* _Task instructions_:
[1] Answer these questions using the survey summary on media backup:
(a) When did many readers erase their camera memory cards?
(b) How often did one reader perform a data scrub on the NAS?
(c) Which service is given as an example of sync?
[2] Pick up the survey summary on media backup after its last sentence and continue it for one or two paragraphs.

---------- Source excerpt ----------

I’ve summarized the responses we received in three sections on, 1) what readers are doing today, 2) common wishes they have for improvements, and 3) concerns that were expressed by a number of respondents.
The Digital Media Workflow
Protecting Media From Camera to Cloud
We heard from a wide range of smartphone users, DSLR and other format photographers, and digital video creators. Speed of operation, the ability to share files with collaborators and clients, and product feature sets were frequently cited as reasons for selecting their particular solution. Also of great importance was protecting the integrity of media through the entire capture, transfer, editing, and backup workflow.
Avid Media Composer
Many readers said they backed up their camera memory cards as soon as possible to a computer or external drive and erased cards only when they had more than one backup of the media. Some said that they used dual memory cards that are written to simultaneously by the camera for peace-of-mind.
While some cameras now come equipped with Wi-Fi, no one other than smartphone users said they were using Wi-Fi as part of their workflow. Also, we didn’t receive feedback from any photographers who regularly shoot tethered.
Some readers said they still use CDs and DVDs for storing media. One user admitted to previously using VHS tape.
NAS (Network Attached Storage) is in wide use. Synology, Drobo, FreeNAS, and other RAID and non-RAID storage devices were frequently mentioned.
A number were backing up their NAS to the cloud for archiving. Others said they had duplicate external drives that were stored onsite or offsite, including in a physical safe, other business locations, a bank lock box, and even “mom’s house.”
Many said they had regular backup practices, including nightly backups, weekly and other regularly scheduled backups, often in non-work hours.
One reader said that a monthly data scrub was performed on the NAS to ensure data integrity.
Hardware used for backups included Synology, QNAP, Drobo, and FreeNAS systems.
Services used by our readers for backing up included Backblaze Backup, Backblaze B2 Cloud Storage, CrashPlan, SmugMug, Amazon Glacier, Google Photos, Amazon Prime Photos, Adobe Creative Cloud, Apple Photos, Lima, DropBox, and Tarsnap. Some readers made a distinction between how they used sync (such as DropBox), backup (such as Backblaze Backup), and storage (such as Backblaze B2), but others did not. (See Sync vs. Backup vs. Storage on our blog for an explanation of the differences.)

---------- Extracted entries ----------

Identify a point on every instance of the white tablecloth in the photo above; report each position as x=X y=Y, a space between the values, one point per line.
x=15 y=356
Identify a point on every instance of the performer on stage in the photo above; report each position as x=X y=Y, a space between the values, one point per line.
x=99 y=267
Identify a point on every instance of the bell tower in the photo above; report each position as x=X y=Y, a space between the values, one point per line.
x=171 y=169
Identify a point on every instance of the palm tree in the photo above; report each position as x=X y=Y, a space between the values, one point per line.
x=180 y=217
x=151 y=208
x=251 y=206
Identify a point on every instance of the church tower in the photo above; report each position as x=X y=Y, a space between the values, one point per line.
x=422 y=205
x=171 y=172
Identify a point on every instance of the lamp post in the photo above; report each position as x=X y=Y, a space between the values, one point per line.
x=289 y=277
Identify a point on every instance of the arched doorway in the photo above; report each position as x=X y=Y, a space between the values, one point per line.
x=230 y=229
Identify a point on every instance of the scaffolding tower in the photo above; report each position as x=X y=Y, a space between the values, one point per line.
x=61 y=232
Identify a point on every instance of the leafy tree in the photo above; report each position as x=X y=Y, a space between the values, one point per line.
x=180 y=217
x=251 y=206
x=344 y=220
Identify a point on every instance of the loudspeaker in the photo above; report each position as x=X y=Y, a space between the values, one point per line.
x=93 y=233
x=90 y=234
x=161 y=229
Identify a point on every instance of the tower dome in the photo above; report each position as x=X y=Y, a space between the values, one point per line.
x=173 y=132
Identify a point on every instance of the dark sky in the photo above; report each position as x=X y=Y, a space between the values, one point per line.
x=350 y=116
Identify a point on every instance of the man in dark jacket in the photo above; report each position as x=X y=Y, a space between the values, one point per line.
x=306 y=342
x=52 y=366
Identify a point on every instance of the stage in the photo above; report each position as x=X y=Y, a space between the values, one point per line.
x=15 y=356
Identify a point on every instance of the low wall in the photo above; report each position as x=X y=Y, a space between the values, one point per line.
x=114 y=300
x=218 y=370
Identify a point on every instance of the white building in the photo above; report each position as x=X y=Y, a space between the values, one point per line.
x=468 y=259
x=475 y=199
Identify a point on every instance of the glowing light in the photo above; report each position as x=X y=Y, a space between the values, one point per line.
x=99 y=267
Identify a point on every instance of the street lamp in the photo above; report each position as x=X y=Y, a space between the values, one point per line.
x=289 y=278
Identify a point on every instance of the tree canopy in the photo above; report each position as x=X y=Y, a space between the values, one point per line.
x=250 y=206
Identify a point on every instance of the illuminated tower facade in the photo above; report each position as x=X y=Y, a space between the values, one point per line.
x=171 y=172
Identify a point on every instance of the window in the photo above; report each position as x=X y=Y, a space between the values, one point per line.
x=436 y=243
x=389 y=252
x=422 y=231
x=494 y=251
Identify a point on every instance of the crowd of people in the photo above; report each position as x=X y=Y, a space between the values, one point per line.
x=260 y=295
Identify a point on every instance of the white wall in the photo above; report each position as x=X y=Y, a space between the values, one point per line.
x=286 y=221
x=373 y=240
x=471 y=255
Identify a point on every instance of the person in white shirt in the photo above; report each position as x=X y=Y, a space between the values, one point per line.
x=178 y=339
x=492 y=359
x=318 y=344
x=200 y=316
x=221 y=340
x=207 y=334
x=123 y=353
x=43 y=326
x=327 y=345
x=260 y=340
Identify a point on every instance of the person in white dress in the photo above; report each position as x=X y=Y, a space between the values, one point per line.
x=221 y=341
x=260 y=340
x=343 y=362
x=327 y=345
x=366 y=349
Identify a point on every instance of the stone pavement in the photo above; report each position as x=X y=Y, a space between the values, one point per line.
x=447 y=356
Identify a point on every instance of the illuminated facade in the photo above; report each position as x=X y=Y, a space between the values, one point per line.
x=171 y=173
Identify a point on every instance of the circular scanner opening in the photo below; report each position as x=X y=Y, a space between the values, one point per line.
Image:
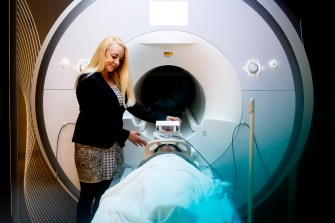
x=168 y=89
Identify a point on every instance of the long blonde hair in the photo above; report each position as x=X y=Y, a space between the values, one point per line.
x=121 y=76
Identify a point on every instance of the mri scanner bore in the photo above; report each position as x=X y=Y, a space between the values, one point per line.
x=206 y=69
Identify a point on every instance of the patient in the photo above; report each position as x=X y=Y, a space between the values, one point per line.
x=167 y=187
x=168 y=148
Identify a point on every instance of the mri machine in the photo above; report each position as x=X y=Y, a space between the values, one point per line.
x=204 y=61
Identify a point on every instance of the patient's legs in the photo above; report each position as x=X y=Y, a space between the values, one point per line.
x=89 y=193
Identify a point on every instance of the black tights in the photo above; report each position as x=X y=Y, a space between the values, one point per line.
x=90 y=193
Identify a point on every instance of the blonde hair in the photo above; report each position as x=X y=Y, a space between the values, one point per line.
x=121 y=76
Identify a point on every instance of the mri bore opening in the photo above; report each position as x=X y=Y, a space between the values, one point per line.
x=168 y=89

----------

* _Exercise responses_:
[1]
(a) Only when they had more than one backup of the media.
(b) Monthly.
(c) DropBox.

[2]
Software used for backups and maintaining file integrity included Arq, Carbon Copy Cloner, ChronoSync, SoftRAID, FreeNAS, corz checksum, rclone, rsync, Apple Time Machine, Capture One, Btrfs, BorgBackup, SuperDuper, restic, Acronis True Image, custom Python scripts, and smartphone apps PhotoTransfer and PhotoSync.
Cloud torrent services mentioned were Offcloud, Bitport, and Seedr.
A common practice mentioned is to use SSD (Solid State Drives) in the working computer or attached drives (or both) to improve speed and reliability. Protection from magnetic fields was another reason given to use SSDs.
Many users copy their media to multiple attached or network drives for redundancy.
Users of Lightroom reported keeping their Lightroom catalog on a local drive and their photo files on an attached drive. They frequently had different backup schemes for the catalog and the media. Many readers are careful to have multiple backups of their Lightroom catalog. Some expressed the desire to back up both their original raw files and their edited (working) raw files, but limitations in bandwidth and backup media caused some to give priority to good backups of their raw files, since the edited files could be recreated if necessary.
A number of smartphone users reported using Apple or Google Photos to store their photos and share them.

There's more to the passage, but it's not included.